WORK REQUEST | A verbatim copy of all entries is the expected output.
------------------------------
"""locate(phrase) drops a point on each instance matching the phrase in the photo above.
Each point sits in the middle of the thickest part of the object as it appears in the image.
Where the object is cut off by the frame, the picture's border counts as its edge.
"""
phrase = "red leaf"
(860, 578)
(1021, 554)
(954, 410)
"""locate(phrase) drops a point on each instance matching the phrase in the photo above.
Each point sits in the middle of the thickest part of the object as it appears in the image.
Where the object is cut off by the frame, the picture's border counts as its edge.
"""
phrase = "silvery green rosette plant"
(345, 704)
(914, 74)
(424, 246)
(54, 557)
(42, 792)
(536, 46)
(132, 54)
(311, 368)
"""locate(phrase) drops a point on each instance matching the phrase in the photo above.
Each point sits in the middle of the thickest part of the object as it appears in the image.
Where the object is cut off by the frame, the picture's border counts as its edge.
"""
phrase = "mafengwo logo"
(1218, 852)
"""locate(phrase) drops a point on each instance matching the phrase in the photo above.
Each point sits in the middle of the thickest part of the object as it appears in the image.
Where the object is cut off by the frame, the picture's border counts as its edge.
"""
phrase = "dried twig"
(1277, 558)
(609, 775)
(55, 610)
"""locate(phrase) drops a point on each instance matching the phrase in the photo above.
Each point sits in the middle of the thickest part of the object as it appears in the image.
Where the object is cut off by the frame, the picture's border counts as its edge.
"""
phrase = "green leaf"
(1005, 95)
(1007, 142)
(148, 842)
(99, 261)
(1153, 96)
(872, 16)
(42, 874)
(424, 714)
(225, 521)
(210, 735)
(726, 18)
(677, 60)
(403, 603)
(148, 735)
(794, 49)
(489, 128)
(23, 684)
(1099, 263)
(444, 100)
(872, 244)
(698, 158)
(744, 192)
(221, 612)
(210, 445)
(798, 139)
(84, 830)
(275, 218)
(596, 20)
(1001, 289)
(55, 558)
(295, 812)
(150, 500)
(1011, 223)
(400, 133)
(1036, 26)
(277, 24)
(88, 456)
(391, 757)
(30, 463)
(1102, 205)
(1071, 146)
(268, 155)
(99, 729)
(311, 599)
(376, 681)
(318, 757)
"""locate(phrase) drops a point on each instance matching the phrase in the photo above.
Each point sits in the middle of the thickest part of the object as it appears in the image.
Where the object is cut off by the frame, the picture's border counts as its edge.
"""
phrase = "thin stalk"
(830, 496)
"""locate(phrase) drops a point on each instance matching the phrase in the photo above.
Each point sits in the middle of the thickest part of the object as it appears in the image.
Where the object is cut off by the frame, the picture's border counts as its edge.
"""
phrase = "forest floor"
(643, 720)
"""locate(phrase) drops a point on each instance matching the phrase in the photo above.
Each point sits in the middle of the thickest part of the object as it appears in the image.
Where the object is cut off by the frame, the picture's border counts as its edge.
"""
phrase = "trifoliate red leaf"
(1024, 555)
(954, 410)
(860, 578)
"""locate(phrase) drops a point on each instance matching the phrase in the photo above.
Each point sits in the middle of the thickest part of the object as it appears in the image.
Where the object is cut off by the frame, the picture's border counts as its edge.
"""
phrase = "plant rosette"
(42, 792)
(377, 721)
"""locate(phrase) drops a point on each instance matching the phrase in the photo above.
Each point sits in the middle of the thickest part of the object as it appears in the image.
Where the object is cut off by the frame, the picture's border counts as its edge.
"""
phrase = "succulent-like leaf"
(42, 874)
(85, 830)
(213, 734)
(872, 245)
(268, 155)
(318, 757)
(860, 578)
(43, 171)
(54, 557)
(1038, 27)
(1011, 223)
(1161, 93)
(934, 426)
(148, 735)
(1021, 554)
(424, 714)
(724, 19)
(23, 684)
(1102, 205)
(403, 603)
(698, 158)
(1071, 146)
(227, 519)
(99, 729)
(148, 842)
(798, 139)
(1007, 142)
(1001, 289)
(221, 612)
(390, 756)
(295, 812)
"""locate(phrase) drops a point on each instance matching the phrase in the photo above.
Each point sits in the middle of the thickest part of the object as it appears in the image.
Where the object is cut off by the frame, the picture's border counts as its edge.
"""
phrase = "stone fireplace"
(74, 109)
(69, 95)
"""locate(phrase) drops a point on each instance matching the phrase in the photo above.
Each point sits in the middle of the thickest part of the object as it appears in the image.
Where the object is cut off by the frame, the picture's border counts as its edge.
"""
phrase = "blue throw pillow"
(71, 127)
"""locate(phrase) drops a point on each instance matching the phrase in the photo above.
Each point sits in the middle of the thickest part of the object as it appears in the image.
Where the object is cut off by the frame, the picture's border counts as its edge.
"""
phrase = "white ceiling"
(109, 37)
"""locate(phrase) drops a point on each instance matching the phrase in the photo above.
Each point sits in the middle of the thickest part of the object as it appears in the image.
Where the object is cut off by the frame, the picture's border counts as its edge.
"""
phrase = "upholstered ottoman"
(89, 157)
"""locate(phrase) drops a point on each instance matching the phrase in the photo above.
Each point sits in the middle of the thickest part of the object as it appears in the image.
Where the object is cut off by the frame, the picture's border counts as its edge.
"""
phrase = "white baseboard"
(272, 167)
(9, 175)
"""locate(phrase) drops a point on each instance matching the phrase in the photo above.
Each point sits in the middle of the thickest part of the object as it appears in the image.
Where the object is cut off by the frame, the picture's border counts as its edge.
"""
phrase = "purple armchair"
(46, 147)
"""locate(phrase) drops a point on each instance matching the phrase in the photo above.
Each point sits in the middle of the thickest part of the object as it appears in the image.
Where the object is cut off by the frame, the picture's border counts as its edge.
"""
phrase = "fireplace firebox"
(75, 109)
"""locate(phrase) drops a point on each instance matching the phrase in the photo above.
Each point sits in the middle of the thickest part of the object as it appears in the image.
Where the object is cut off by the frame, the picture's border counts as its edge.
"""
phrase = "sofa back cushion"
------------------------------
REPLY TO THE EXERCISE |
"""locate(phrase) drops a point on each instance matching the phrase in the photo above.
Each point sits in the middle of the thickest part of the object as it appears in the image.
Where the object is cut off by the frame, the picture's border counts as its edge.
"""
phrase = "red leaf"
(860, 578)
(1021, 554)
(954, 410)
"""locate(phrase) drops a point on each instance matching the phrase in the photo above.
Each point sits in the middle of the thickest part of the object as it appears in the image.
Where the object is cut off by the frame, the picture's border counts as its edge.
"""
phrase = "silvery green rosette plant"
(345, 704)
(914, 74)
(424, 246)
(54, 557)
(42, 792)
(536, 46)
(132, 54)
(311, 368)
"""locate(phrase) drops a point on each instance matching the phrase in the photo above.
Each point sits in the middle of the thickest part of the object as it appears in the image.
Where the object is cut off by the frame, the picture's border counts as its edge.
"""
phrase = "mafengwo logo"
(1218, 852)
"""locate(phrase) drops a point on each instance matching the phrase in the photo above.
Each point sits in the middle of the thickest part of the object as it appears in the image.
Where the object is cut off by the frame, the picture's border counts as its edge.
"""
phrase = "dried twig"
(1277, 558)
(609, 775)
(55, 610)
"""locate(phrase) drops a point on each instance matching the phrase in the photo above.
Each point sits in the middle of the thickest part of the object as it appears in the image.
Where the object is cut off by the frame, the picture's border counts as its edge.
"""
phrase = "green leaf"
(1005, 95)
(1007, 142)
(148, 842)
(99, 261)
(1153, 96)
(872, 16)
(42, 874)
(424, 714)
(225, 521)
(210, 735)
(726, 18)
(677, 60)
(403, 603)
(148, 735)
(794, 49)
(489, 128)
(23, 684)
(1099, 263)
(444, 100)
(872, 244)
(698, 158)
(744, 192)
(221, 612)
(210, 445)
(798, 139)
(84, 830)
(275, 218)
(596, 20)
(1001, 289)
(55, 558)
(295, 812)
(150, 500)
(1011, 223)
(400, 133)
(1036, 26)
(277, 24)
(88, 456)
(391, 757)
(30, 463)
(1102, 205)
(1071, 146)
(268, 155)
(99, 729)
(311, 599)
(376, 681)
(318, 757)
"""locate(phrase) drops a point on each instance matching the phrase in the photo above.
Each point sits in the middle of the thickest part of the object as it appears in the image.
Where the object is cut off by the frame, the picture's border counts as its edge.
"""
phrase = "thin stalk"
(830, 496)
"""locate(phrase) drops a point on each instance matching the phrase in the photo above.
Each point sits in the middle of the thickest part of the object as it appears in the image.
Where the object is cut off by the frame, the picture's border counts as its edge.
"""
phrase = "forest floor"
(643, 720)
"""locate(phrase) drops a point on each instance matching the phrase in the photo above.
Each point sits in the middle of the thickest part of the object as it appears in the image.
Where the object is cut off by the frame, the picture's border counts as its edge.
"""
phrase = "trifoliate red leaf"
(1024, 555)
(954, 410)
(860, 578)
"""locate(phrase) drops a point on each instance matching the phrase in the photo above.
Each point sits in the middle of the thickest part of the object as it appears in the image.
Where the object is cut off by the frame, the picture's border counts as its edge.
"""
phrase = "plant rosette"
(42, 792)
(377, 721)
"""locate(phrase) drops a point on each instance matching the phrase in the photo above.
Each point sits in the middle of the thickest part of the object as it appears in the image.
Where the object is cut off by the frame, the picture's border counts as its edge.
"""
phrase = "succulent-like leaf"
(42, 874)
(85, 830)
(213, 734)
(872, 245)
(268, 155)
(318, 757)
(860, 578)
(43, 171)
(54, 557)
(1038, 27)
(1011, 223)
(1161, 93)
(934, 426)
(148, 735)
(1021, 554)
(424, 714)
(724, 19)
(23, 684)
(1102, 205)
(403, 603)
(698, 158)
(1071, 146)
(227, 519)
(99, 729)
(148, 842)
(798, 139)
(1007, 142)
(1001, 289)
(221, 612)
(390, 756)
(295, 812)
"""locate(phrase) drops a point on each instance matching the phrase in the photo above.
Each point sits in the middle of the thickest part of the object as it appears in the image.
Where the object is cut off by the frame, the picture's border counts as its edge.
"""
phrase = "stone fireplace"
(74, 109)
(69, 95)
"""locate(phrase) drops a point on each instance matching the phrase in the photo above.
Each point sits in the middle of the thickest part of the object as it appears in the image.
Where the object is cut off by the frame, the picture's border counts as its edge.
"""
phrase = "blue throw pillow"
(71, 127)
"""locate(phrase) drops a point on each instance matching the phrase in the photo above.
Each point sits in the middle of the thickest part of the object as it appears in the image.
Where the object is cut off by the frame, the picture's border counts as its edge.
"""
phrase = "white ceiling"
(109, 37)
"""locate(phrase) drops a point on each instance matching the phrase in the photo above.
Each point sits in the middle of the thickest part of the object as it appears in the image.
Where the object is cut off by the frame, the picture's border counts as its edge.
"""
phrase = "upholstered ottoman"
(89, 157)
"""locate(phrase) drops a point on each instance matching the phrase in the photo above.
Each point sits in the middle of the thickest part of the object as it appears in the image.
Where the object is cut off by the frame, the picture's border counts as its edge.
"""
phrase = "white baseboard"
(272, 167)
(9, 175)
"""locate(phrase) drops a point on each instance matching the phrase in the photo above.
Each point sits in the middle of the thickest part of the object as it appears in the image.
Where the object is cut off by the frame, the picture's border counts as its edge.
"""
phrase = "purple armchair"
(46, 147)
"""locate(phrase) drops a point on each instance matching the phrase in the photo above.
Each point sits in the middle of the thickest part of the object as it appears in the image.
Where the object is cut off by the frame, the picture's border counts as its edge.
"""
phrase = "fireplace firebox"
(75, 109)
"""locate(phrase) drops a point on each instance matching the phrase in the photo above.
Each point sits in the middle of the thickest part of the object as it appears in the image.
Where the object is cut off by the frame, the picture's border counts as its edge.
"""
phrase = "sofa back cushion"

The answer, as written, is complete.